======== Text provided ========

# Cats & Vizsla dogs



## datacan (May 15, 2011)

Since we got our V I noticed our cat's (Maine ****) attitude toward me grew colder :'( 
Now 4 years old, could jealousy be the reason?

Our V is 5 months old, the baby getting 90% of my free time. We all sleep in the master, our V on my side, the cat on my wife's side - happily until, morning when Sam (the V) decides it's play time and the cat is his chew toy.
It's time for the morning walk/bike ride.

Any suggestions on how to stop the morning mayhem? Any thoughts , even humorous ones, much appreciated.


----------



## redbirddog (Apr 23, 2010)

http://redbirddog.blogspot.com/2009/12/cats-and-dogs.html

Good luck to the cat.

http://redbirddog.blogspot.com/2011/07/notice-to-people-who-visit-my-home.html

Our Bailey and Chloe sleep in their crates in our bedroom. We own two cats that own the bed until the morning when we let the dogs up. Then the cats only own under the bed.

We keep a squirt bottle of water in the living room to end any disagreement between our cats and dogs. One squirt = end of discussion.

Happy trails,

Rod


----------



## Big Rick (Apr 14, 2009)

When Dexter was a pup I tried a squirt bottle to keep him from barking so much. He liked it!!! I squirted and he drank. Gave up on that method rather quickly. Tried the sonic bark stopper, he barked even louder at it. He finally just grew out of it, thank goodness.


----------



## datacan (May 15, 2011)

Sam likes being squited with room temperature water too.
Outside, we upgraded from squirt bottle to the garden hose, luckily it's summer time. 

I suppose the crate door could be locked all night. Sam sleeps in his wire crate too, however, the door is closed but not locked. So much for freedom. 

Funny blog, Rod. Thanx for the links.


----------



## jld640 (Sep 29, 2010)

It sounds like Sam and the cat have established a morning routine and you will have to change it to change their behavior. There are a few different approaches:
1) Offer something more interesting: 
a.Keep some treats they both like on your nightstand and give one to each before the mayhem starts – I would recommend feeding the cat first. That way the cat won’t run and Sam gets the idea that good things happen when the cat stands still. If you can make this option work, it is my favorite because the cat gets immediate attention and affection. It will also require the most patience and effort from you.
b. You could also try offering Sam a toy to distract him if the cat is running to the litterbox first thing in the morning. Obviously, the litterbox is going to be a priority both for you and the cat.
c. Set your alarm before Sam wakes and take him outside before the cat as a chance to get off the bed.

======== Collected material ========

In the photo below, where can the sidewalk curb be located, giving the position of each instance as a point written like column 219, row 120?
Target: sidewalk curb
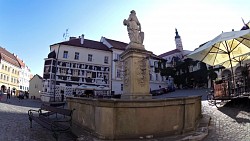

========

Given instruction >>
Quote the forum thread on cats and Vizsla dogs above word for word, between "Outside, we upgraded" and "much for freedom.", inclusive.

Full solution >>
Outside, we upgraded from squirt bottle to the garden hose, luckily it's summer time. 

I suppose the crate door could be locked all night. Sam sleeps in his wire crate too, however, the door is closed but not locked. So much for freedom.